WHAT IS BEING ASKED: Beginning at the line containing "Roadside-survey request: point out the yellow" and continuing to the end of the records below, give each line again exactly as it stands, and only those lines.

════════════════

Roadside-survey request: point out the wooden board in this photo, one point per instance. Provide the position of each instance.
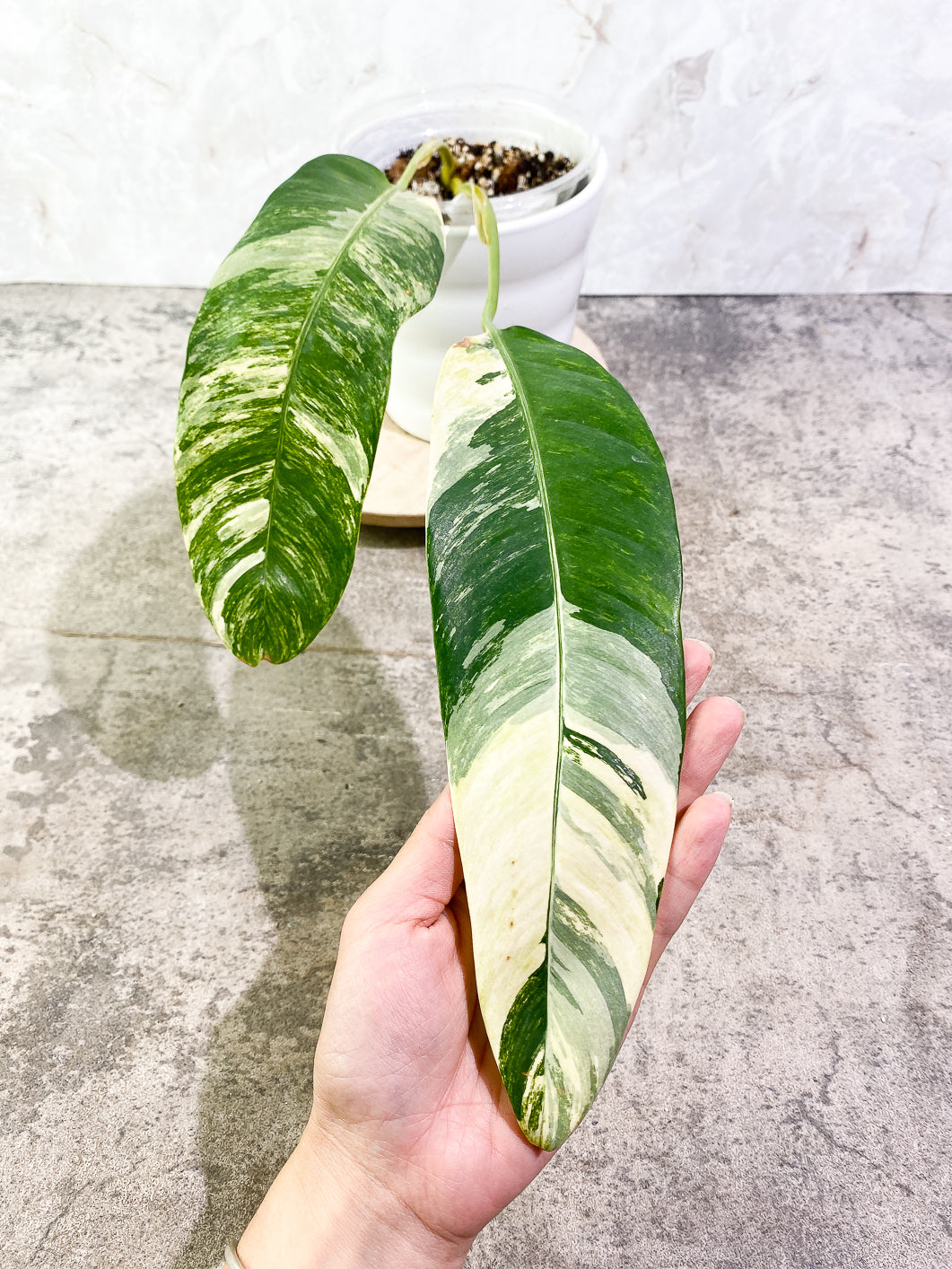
(397, 491)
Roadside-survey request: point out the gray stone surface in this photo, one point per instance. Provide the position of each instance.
(182, 836)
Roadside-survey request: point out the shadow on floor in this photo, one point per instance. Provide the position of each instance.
(328, 783)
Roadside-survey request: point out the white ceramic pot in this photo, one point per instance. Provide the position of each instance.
(544, 232)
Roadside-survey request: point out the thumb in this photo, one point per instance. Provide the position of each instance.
(423, 876)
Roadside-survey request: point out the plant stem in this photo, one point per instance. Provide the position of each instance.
(481, 208)
(489, 233)
(422, 156)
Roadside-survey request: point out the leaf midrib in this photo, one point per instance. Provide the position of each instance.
(560, 638)
(331, 272)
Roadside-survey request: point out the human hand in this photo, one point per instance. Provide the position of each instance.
(412, 1146)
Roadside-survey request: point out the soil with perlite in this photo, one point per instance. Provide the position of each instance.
(493, 166)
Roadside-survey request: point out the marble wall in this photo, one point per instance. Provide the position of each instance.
(758, 144)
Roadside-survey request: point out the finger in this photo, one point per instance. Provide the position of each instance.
(698, 659)
(712, 731)
(694, 849)
(423, 876)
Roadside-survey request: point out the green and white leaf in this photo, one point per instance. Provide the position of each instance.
(284, 396)
(555, 578)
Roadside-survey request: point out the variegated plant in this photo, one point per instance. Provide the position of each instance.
(284, 396)
(555, 578)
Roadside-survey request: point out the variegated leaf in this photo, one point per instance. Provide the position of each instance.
(284, 398)
(555, 578)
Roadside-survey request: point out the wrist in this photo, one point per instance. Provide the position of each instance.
(325, 1211)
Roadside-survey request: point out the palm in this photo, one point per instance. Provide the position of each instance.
(404, 1072)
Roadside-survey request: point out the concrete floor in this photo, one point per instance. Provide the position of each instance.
(183, 836)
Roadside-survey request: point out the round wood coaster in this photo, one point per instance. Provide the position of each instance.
(397, 495)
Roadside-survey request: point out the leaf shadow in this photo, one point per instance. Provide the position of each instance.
(327, 781)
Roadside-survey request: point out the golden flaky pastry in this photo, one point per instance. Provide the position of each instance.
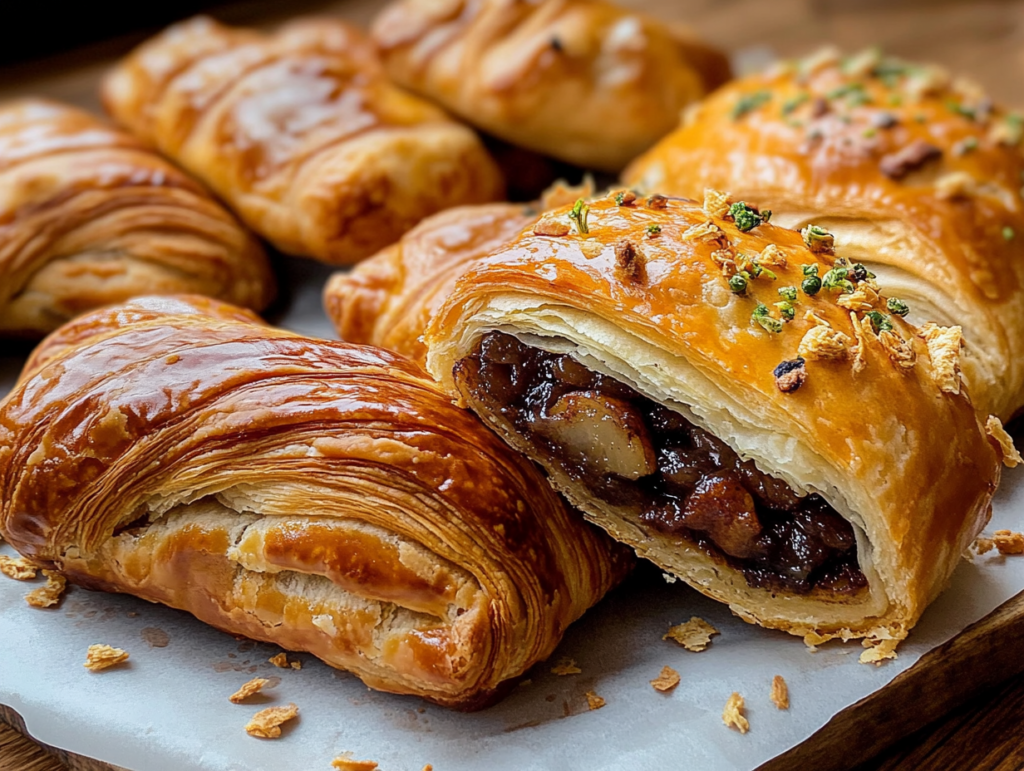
(92, 217)
(832, 491)
(318, 496)
(580, 80)
(916, 174)
(300, 132)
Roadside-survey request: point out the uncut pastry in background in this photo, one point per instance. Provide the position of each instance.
(916, 174)
(89, 217)
(324, 497)
(300, 132)
(795, 450)
(581, 80)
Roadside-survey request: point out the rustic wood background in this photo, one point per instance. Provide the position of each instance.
(983, 40)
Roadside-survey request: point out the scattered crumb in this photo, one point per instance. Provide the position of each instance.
(16, 567)
(266, 723)
(779, 692)
(344, 762)
(694, 635)
(1009, 542)
(251, 688)
(732, 716)
(565, 667)
(879, 651)
(50, 593)
(668, 680)
(101, 657)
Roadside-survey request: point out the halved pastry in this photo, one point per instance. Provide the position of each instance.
(581, 80)
(916, 174)
(744, 410)
(91, 217)
(300, 132)
(325, 497)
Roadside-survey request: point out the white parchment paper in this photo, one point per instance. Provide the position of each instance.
(168, 711)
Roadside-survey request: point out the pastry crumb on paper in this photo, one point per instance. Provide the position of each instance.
(779, 692)
(732, 716)
(694, 635)
(879, 651)
(251, 688)
(50, 593)
(266, 723)
(100, 657)
(668, 680)
(565, 667)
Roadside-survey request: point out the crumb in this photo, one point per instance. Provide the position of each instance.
(879, 651)
(251, 688)
(668, 680)
(101, 657)
(565, 667)
(50, 593)
(1009, 542)
(732, 716)
(779, 692)
(266, 723)
(694, 635)
(344, 762)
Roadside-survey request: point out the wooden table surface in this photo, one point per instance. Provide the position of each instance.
(983, 40)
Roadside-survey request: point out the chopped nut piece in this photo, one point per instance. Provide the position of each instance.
(100, 657)
(779, 692)
(668, 680)
(565, 667)
(943, 348)
(16, 567)
(266, 723)
(879, 651)
(993, 427)
(1009, 542)
(50, 593)
(732, 716)
(694, 635)
(251, 688)
(716, 203)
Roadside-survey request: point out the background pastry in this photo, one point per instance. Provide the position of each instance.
(90, 217)
(325, 497)
(581, 80)
(300, 133)
(916, 174)
(751, 415)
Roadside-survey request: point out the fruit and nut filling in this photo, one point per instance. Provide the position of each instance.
(677, 478)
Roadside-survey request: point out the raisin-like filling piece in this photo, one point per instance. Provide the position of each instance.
(676, 477)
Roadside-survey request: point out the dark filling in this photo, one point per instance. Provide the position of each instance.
(675, 477)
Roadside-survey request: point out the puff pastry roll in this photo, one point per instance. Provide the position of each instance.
(324, 497)
(300, 132)
(780, 440)
(916, 174)
(89, 217)
(580, 80)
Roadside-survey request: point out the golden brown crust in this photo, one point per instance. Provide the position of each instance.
(916, 174)
(300, 133)
(324, 497)
(580, 80)
(92, 217)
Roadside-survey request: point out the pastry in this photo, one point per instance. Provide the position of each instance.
(324, 497)
(89, 216)
(741, 407)
(300, 132)
(916, 174)
(580, 80)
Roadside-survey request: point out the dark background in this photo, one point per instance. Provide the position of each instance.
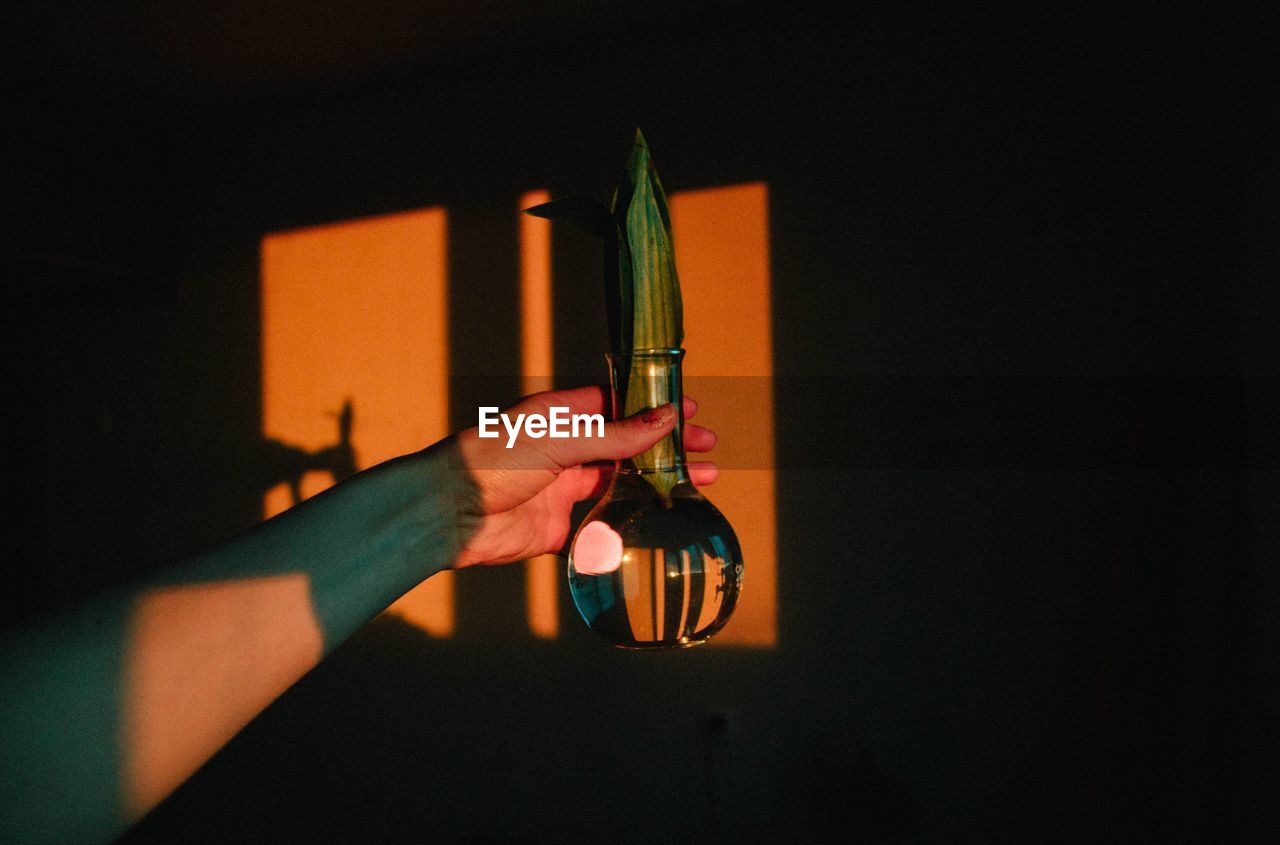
(1025, 304)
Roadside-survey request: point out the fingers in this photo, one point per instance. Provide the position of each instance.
(699, 439)
(588, 400)
(622, 439)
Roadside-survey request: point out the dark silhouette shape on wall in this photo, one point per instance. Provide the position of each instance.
(283, 462)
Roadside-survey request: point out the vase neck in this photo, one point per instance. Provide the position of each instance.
(641, 380)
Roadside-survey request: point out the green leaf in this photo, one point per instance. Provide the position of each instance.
(647, 231)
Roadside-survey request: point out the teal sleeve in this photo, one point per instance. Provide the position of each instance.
(361, 544)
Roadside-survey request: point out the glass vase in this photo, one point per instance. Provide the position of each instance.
(654, 565)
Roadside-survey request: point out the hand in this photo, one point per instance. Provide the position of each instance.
(529, 489)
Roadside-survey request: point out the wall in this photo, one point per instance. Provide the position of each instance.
(1023, 338)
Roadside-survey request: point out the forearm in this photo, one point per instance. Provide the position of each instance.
(110, 706)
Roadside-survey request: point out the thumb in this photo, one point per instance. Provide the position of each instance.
(622, 439)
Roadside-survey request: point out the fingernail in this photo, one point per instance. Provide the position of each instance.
(656, 418)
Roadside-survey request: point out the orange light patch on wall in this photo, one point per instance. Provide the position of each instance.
(722, 250)
(359, 311)
(543, 572)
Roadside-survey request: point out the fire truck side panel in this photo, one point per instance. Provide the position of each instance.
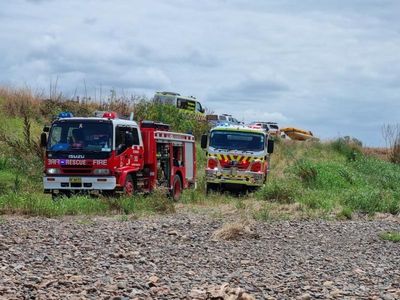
(189, 161)
(150, 158)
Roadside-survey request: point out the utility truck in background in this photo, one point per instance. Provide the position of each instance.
(109, 155)
(237, 156)
(188, 104)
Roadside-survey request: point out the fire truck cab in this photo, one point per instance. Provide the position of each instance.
(109, 155)
(237, 156)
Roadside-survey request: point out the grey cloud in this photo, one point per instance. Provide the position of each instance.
(321, 65)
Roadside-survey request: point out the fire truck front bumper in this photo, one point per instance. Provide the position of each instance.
(235, 176)
(51, 183)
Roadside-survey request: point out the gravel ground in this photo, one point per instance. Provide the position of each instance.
(176, 257)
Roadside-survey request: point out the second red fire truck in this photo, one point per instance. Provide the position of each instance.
(111, 155)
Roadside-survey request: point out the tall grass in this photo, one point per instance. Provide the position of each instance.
(335, 176)
(37, 204)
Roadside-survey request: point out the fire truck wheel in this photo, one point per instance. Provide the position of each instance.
(177, 188)
(128, 186)
(211, 187)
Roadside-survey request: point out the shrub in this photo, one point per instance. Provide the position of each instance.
(348, 147)
(306, 171)
(280, 191)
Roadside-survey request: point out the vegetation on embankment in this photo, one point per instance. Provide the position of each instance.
(307, 179)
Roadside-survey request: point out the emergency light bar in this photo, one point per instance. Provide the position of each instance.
(65, 114)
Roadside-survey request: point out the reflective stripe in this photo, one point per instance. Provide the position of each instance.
(238, 158)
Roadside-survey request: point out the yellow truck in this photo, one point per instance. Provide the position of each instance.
(187, 103)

════════════════

EXERCISE ANSWER:
Roadside-survey request: point out the yellow truck in this photo, one point per instance. Provide the position of each instance.
(187, 103)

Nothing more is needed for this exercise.